DIRECTION -> Transcribe the passage of the article on IRS audits of large partnerships that runs from "Report: IRS can’t" up to and including "new federal report.".

===== TEXT =====

Report: IRS can’t effectively audit large firms

Current law is hurting the IRS’s ability to effectively audit large financial services companies and other firms, according to a new federal report.

{mosads}The Government Accountability Office said Thursday that the current law, now more than three decades old, gives the IRS three years to complete audits of large partnerships.

That’s not enough time in some cases, the audit found, because many large partnerships have such complex se-ups that it can be difficult for the IRS to know where to get started. The GAO said it takes the IRS, on average, about 18 months after receiving a large partnership’s return to actually start the audit.

Senate Finance Committee Chairman Ron Wyden (D-Ore.) said the new report, which updates one from earlier this year, underscored how badly the tax code needs to be overhauled.

“GAO makes a good case for revisiting how the tax code shields large partnerships from IRS audits,” Wyden said.

“We need a 21st century tax code that is equitable to all taxpayers and the current system for partnerships makes it almost impossible to determine if they are paying their fair share”

The GAO’s previous report found that the IRS only audited 0.8 percent of partnerships with more than 100 partners and $100 million or more in assets in 2012. Roughly 27 percent of corporations faced an audit that year.

Sen. Carl Levin (D-Mich.), the chairman of the Permanent Subcommittee on Investigations, postponed a hearing on the audit issue scheduled for Thursday.

“It doesn’t make sense for large corporations to face a nearly 30 times greater chance of an IRS audit than highly profitable large partnerships,” Levin said Thursday. 

Part of the problem, the GAO found, is that large partnerships often have complex business structures, with multiple tiers of partners. In some cases, the new report said, the IRS can’t figure out with which partner or tier of partners to start the audit.

That complexity can be especially pronounced in hedge funds, the GAO report said, and stands in stark contrast to the more straightforward set-up of corporations.

In a statement, the IRS said it was doing everything it could to beef up its enforcement efforts for large partnerships, but said it was hamstrung by recent budget cuts. Congress has slashed the agency’s budget by hundreds of millions of dollars in recent years, something the IRS says has hurt its ability to bring on new staff.

===== SUPPLIED MATERIAL =====

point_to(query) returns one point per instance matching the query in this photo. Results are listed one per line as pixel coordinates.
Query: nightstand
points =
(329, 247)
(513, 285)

=====

FINAL RESULT ->
Report: IRS can’t effectively audit large firms

Current law is hurting the IRS’s ability to effectively audit large financial services companies and other firms, according to a new federal report.